Written exercise :: Reproduce verbatim the lines of the material below, from the line containing "In the photo above, where can the dirt" through the line containing "In the photo above, where can the green tool", inclusive.

Input material ::
*-*-*

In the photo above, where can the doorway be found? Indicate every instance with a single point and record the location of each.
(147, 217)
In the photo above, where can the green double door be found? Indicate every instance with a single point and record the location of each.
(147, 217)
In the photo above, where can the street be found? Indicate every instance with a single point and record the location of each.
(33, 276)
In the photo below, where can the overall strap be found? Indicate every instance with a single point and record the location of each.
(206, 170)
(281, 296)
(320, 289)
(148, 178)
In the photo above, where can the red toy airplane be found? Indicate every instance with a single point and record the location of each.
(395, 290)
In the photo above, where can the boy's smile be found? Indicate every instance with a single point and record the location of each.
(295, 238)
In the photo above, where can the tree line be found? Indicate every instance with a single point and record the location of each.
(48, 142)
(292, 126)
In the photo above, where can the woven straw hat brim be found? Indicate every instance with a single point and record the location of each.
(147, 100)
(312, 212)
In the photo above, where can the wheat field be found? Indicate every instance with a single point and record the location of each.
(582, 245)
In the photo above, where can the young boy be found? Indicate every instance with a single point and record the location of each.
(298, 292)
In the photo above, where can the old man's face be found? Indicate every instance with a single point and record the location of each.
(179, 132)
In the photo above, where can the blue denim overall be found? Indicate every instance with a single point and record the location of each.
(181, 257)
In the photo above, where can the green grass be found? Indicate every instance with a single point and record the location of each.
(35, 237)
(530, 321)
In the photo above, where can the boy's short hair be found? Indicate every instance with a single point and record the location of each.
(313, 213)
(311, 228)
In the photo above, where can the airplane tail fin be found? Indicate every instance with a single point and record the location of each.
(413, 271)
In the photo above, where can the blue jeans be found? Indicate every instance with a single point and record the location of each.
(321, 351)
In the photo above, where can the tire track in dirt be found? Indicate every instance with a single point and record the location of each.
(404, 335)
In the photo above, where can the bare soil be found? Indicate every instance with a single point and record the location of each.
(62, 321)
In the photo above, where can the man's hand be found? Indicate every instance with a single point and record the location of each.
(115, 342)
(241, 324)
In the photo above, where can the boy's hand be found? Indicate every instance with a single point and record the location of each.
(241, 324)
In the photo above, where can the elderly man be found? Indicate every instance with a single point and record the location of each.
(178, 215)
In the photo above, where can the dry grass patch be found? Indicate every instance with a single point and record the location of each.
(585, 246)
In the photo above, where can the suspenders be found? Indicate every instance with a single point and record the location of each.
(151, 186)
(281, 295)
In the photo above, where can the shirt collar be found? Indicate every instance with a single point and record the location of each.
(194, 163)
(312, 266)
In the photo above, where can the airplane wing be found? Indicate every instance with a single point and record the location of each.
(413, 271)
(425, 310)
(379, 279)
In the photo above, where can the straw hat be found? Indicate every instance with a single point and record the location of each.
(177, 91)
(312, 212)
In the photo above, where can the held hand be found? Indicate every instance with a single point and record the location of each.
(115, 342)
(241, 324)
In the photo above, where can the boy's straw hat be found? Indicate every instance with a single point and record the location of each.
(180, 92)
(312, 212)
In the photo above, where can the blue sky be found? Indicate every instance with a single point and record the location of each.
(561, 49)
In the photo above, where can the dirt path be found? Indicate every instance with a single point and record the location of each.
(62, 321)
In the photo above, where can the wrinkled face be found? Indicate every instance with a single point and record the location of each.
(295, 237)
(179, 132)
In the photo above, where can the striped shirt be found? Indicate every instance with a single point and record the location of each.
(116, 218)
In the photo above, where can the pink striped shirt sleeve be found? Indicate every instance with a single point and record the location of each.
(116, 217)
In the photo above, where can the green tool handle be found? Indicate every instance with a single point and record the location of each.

*-*-*

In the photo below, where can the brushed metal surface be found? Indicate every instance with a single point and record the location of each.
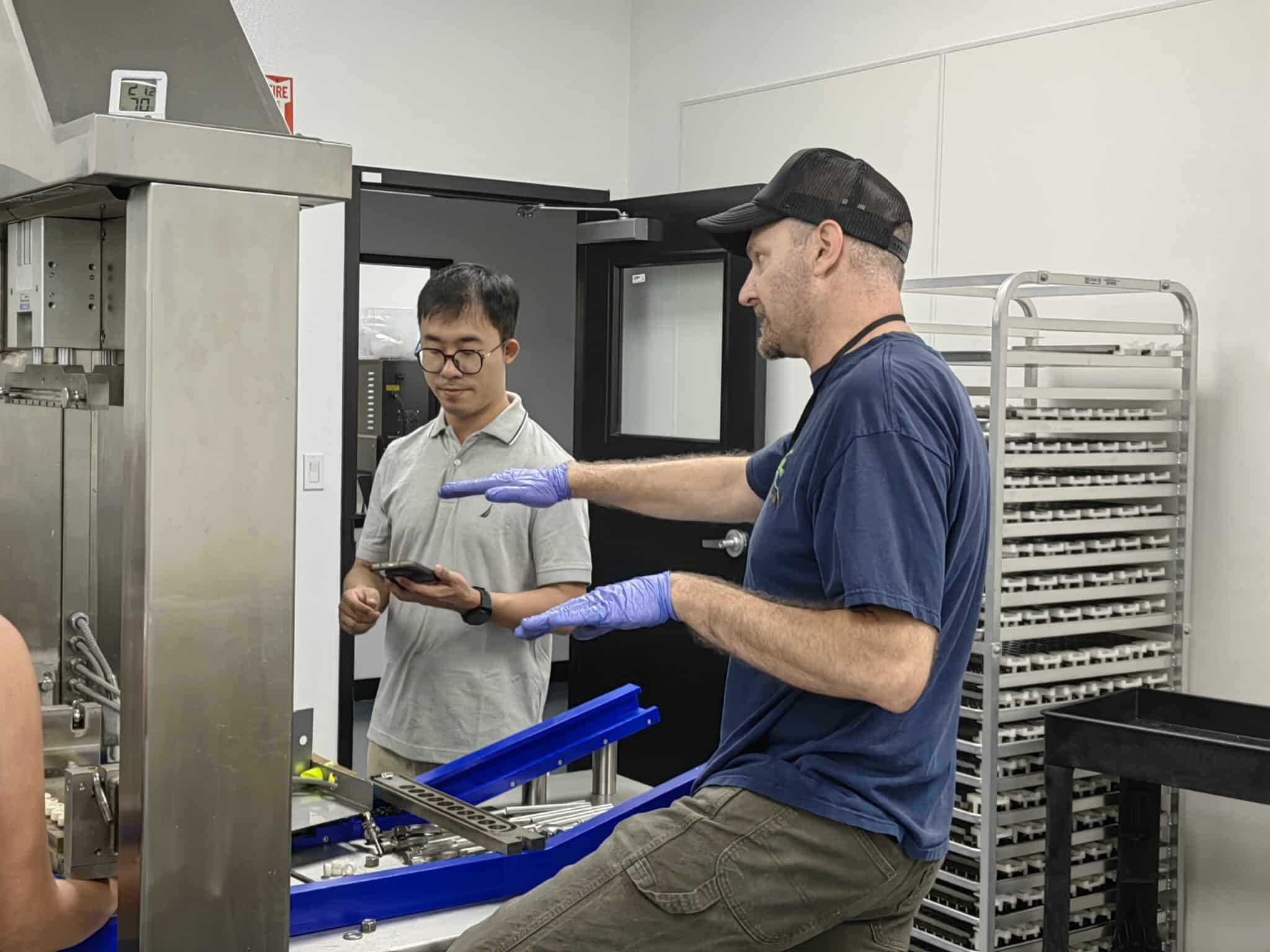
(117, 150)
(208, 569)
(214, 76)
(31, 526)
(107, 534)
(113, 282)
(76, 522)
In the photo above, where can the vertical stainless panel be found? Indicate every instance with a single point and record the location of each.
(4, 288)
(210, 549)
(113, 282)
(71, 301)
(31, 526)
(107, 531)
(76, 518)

*-*-*

Reply ::
In the photo above, where can the dirt path be found? Indicate every instance with a single point and record the location of each.
(62, 321)
In the photo above, where can the wrinkled face be found? Indicate every instance with a single point and record the location of each.
(295, 237)
(179, 132)
In the photo above, where can the striped shirt be found? Indicate every instance with a single point and record the location of each.
(116, 218)
In the photo above, where can the pink striped shirt sleeve be found? Indicate every instance with a single point and record the location of each.
(116, 217)
In the photo above, where can the green tool handle be found? Indicate every instance with a single point and record the location of each.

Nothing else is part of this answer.